### Text:
SALVADOR MARTÍNEZ PÉREZ & RUT VALDOR ALONSO
Salvador Martínez Pérez
Professor with tenure, PhD, MD
Rut Valdor Alonso
Assistant professor, PhD
Universidad Miguel Hernandez, Elche/Universidad de Murcia, IMIB-Arrixaca
Role of autophagy in the immune function of perivascular cell populations in brain that present stem cell properties and inflammatory function that might be modulated for cell therapy in pathologies assocciated to neurodegeneration and in Glioblastoma Multiforme progression. Our first goal is understand the molecular mechanisms implicated in the evasion of the perivascular immune response during interaction and perivascular infiltration of the tumor cells in the Glioblastoma Multiforme (GBM), and therefore, to determine what types of autophagy and their functions might be implicated.

### Work required:
Continue the research profile on autophagy and Glioblastoma Multiforme from its last sentence, in the same style.

### Data block:

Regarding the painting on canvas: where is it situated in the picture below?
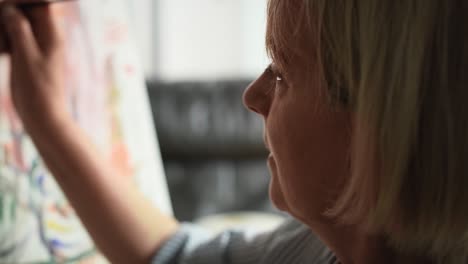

### Exercise result:
Autophagy is known for its various regulatory roles in immune cells (Figure on autophagy functions in innate and adaptive immune cells). The ability of autophagy to degrade regulation intermediaries in immune cells and the increasingly frequent use of autophagy inhibitors in clinical trials makes it a possible candidate to modulate the immune response of perivascular stem cells of brain that are implicated in several neurodegeneration pathologies and assist the Glioblastoma Multiforme progression (GBM).
Our group is mainly studying how autophagy affects the immune function of brain perivascular cells and its implication in the vascular changes and perivascular infiltration of tumor cells during GBM (Figure on Autophagy regulation in perivascular cells during GBM). Our objectives are based on the hypothesis that Macroautophagy (MA), as a bulk degradation process in perivascular immune cells, might be implicated in the energetic metabolism and remodelling required for the interaction with the tumor cells, whereas Chaperone Mediated Autophagy (CMA), as a high selective process in its degradation of proteins, consequently could be important in the reprogramming of immune phenotype (through proteome changes) induced upon interaction with GBM cells.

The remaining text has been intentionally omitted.